Domande sul materiale |
(A) Traduci in inglese questa frase del testo sulla magia a Roma: "Gli antichi romani non annientavano i culti dei nuovi popoli perchè essi rappresentavano la continuità della Repubblica romana e dell’Impero."
(B) Ricopia dal testo sulla magia a Roma il tratto che va da "Mi ha strappato" fino a "e vi rimanga.".
(C) Indica se ciascuna affermazione concorda con il testo sulla magia a Roma, rispondendo sì o no e citando le parole decisive: (i) il termine "magus" nacque nel corso del I secolo a.C.; (ii) i Romani annientavano i culti dei popoli conquistati; (iii) all'epoca della fondazione di Roma il termine "mago" era già conosciuto.

━━ Testo di lettura

Mi ha strappato via la mano crudele di una strega;
poiché si trova dappertutto sulla terra e nuoce con la sua arte,
voi, genitori, custodite i vostri bambini
affinché il dolore non invada il vostro cuore e vi rimanga.


(CIL VI, 3, 19747)

Agli albori della civiltà romana, dalla fondazione della città, fino alla metà dell’età repubblicana, il termine “mago” secondo la nostra accezione classica era sconosciuto, ma con l’ampliamento dei territori conquistati, Roma acquisì nuove tradizioni. Gli antichi romani non annientavano i culti dei nuovi popoli perchè essi rappresentavano la continuità della Repubblica romana e dell’Impero. I nuovi flussi di persone, all’interno del nuovo Stato, diedero vita al termine “magus” (nel corso del I secolo a.C.) ad indicare coloro che praticavano le arti magiche.

━━━━
━━ Dati forniti

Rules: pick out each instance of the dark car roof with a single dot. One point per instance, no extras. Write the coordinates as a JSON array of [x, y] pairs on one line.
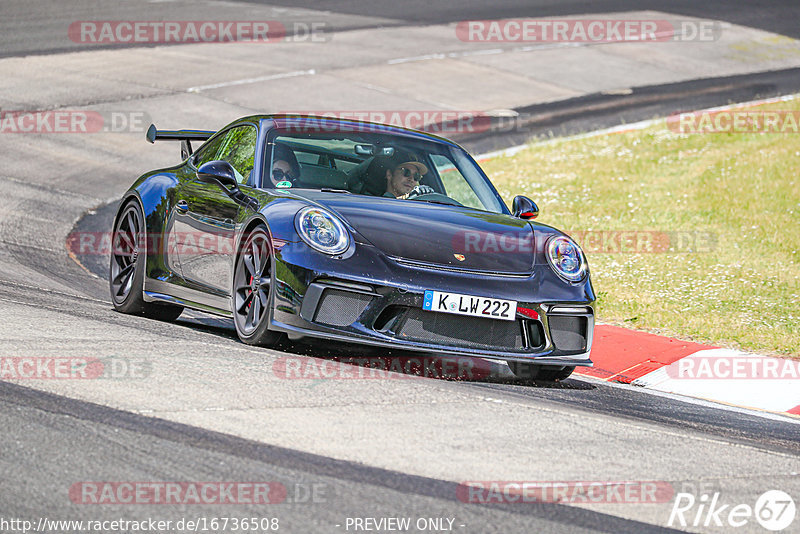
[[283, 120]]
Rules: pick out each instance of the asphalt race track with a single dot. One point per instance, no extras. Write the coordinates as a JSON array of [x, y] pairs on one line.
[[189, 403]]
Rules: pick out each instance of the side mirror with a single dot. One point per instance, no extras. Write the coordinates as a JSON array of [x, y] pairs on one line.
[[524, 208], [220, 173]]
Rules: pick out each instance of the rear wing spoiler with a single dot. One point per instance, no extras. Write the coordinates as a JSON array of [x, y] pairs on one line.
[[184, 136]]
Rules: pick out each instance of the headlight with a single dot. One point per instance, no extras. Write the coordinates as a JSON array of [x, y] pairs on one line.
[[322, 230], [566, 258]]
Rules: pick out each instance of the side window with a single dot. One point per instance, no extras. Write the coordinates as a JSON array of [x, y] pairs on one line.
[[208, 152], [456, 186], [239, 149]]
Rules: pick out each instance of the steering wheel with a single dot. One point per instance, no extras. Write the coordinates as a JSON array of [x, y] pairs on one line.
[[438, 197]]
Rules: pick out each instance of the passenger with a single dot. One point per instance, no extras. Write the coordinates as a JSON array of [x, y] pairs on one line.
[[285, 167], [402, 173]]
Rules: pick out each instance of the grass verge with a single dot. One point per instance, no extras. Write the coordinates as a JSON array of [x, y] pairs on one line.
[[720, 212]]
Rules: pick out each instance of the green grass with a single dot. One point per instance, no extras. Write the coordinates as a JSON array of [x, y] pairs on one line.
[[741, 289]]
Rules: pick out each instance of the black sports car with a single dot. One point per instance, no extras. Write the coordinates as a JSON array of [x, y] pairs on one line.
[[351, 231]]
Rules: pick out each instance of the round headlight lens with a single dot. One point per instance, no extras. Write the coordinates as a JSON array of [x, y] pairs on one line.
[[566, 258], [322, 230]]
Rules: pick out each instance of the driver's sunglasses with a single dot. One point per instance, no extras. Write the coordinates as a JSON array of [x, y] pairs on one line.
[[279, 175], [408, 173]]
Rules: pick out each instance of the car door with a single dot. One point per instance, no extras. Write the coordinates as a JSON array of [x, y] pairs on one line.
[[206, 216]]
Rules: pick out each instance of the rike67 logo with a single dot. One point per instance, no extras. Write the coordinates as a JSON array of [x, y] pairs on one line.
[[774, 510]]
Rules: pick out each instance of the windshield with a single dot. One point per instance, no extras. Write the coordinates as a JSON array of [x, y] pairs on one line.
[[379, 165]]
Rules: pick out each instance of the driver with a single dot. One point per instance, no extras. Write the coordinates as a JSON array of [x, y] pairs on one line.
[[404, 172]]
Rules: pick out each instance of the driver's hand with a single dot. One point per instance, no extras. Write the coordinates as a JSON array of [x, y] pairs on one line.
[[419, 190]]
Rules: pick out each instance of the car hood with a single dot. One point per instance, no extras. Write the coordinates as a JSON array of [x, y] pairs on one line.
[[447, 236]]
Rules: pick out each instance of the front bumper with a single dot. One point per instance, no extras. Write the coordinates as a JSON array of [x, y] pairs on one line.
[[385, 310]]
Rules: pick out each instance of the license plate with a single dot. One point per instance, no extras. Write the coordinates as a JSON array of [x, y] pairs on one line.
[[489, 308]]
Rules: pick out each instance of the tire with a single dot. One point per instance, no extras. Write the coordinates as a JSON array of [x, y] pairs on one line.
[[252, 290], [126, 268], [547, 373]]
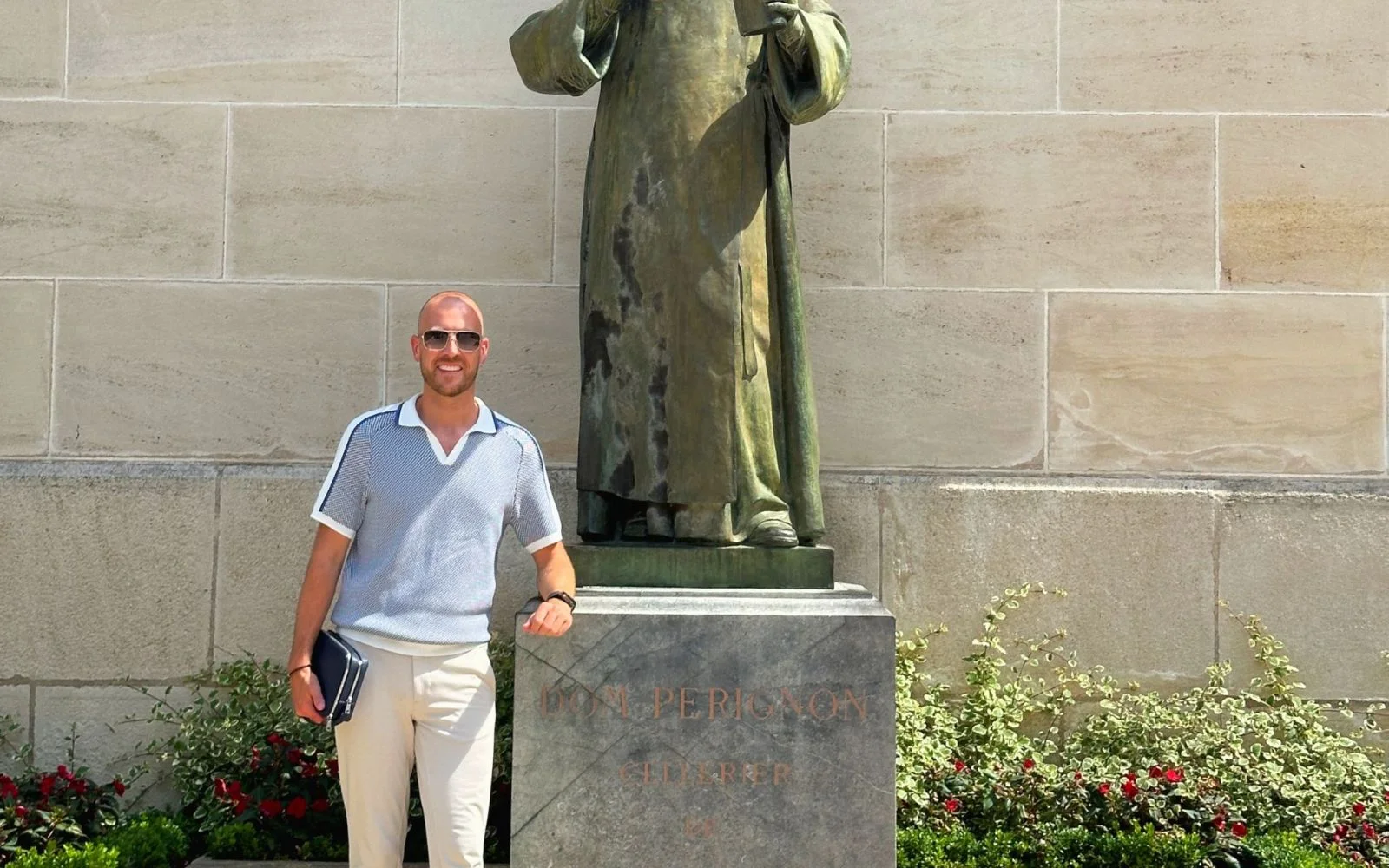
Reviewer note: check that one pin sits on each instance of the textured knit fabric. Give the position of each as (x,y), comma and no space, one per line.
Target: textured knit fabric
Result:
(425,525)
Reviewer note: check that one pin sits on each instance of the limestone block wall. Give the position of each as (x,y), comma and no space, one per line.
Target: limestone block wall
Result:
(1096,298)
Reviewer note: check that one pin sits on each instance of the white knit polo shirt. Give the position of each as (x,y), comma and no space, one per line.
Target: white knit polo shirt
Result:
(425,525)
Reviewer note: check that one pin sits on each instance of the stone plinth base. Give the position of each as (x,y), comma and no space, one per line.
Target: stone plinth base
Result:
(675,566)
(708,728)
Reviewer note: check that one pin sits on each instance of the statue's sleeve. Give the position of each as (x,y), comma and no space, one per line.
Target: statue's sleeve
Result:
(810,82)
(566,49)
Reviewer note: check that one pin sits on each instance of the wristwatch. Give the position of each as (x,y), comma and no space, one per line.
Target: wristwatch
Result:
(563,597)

━━━━
━━ Dati forniti

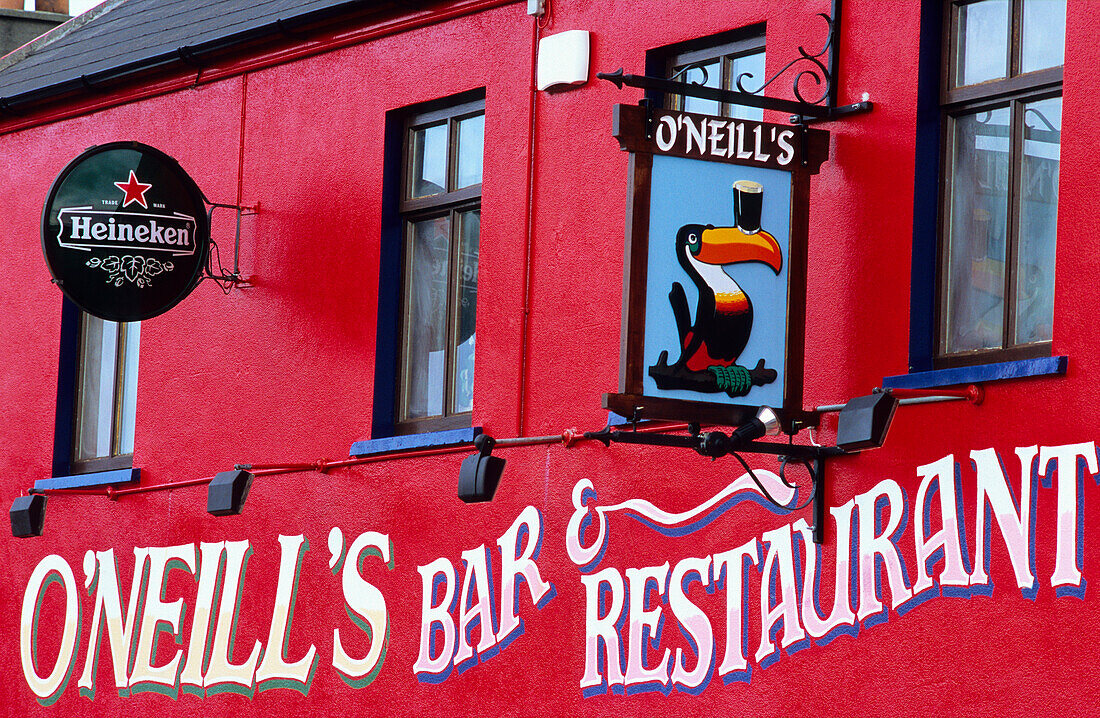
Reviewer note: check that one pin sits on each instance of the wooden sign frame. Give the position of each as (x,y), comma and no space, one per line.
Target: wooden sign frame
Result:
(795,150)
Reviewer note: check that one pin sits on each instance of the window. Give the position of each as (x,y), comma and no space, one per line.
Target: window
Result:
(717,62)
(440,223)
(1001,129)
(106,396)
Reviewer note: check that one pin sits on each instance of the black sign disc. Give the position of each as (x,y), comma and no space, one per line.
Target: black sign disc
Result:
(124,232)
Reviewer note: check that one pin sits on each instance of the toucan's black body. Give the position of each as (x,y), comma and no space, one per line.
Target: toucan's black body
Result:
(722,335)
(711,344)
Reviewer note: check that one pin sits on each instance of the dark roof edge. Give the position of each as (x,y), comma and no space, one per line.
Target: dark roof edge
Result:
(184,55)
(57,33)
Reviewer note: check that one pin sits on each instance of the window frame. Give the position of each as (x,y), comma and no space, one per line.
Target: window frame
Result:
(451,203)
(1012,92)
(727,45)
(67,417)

━━━━

Elenco delle risposte |
(A) The ancient Romans did not wipe out the cults of the new peoples because these represented the continuity of the Roman Republic and of the Empire.

(B)
Mi ha strappato via la mano crudele di una strega;
poiché si trova dappertutto sulla terra e nuoce con la sua arte,
voi, genitori, custodite i vostri bambini
affinché il dolore non invada il vostro cuore e vi rimanga.

(C)
(i) Sì: "diedero vita al termine “magus” (nel corso del I secolo a.C.)".
(ii) No: "Gli antichi romani non annientavano i culti dei nuovi popoli".
(iii) No: "il termine “mago” secondo la nostra accezione classica era sconosciuto".